[Records for pointing at named objects]
═══

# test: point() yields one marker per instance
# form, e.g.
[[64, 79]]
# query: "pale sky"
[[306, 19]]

═══

● TASK GOAL
Reproduce every one of the records above, line for line, with no changes.

● SOLUTION FOR THIS TASK
# test: point() yields one marker per instance
# form, e.g.
[[64, 79]]
# query: "pale sky"
[[306, 19]]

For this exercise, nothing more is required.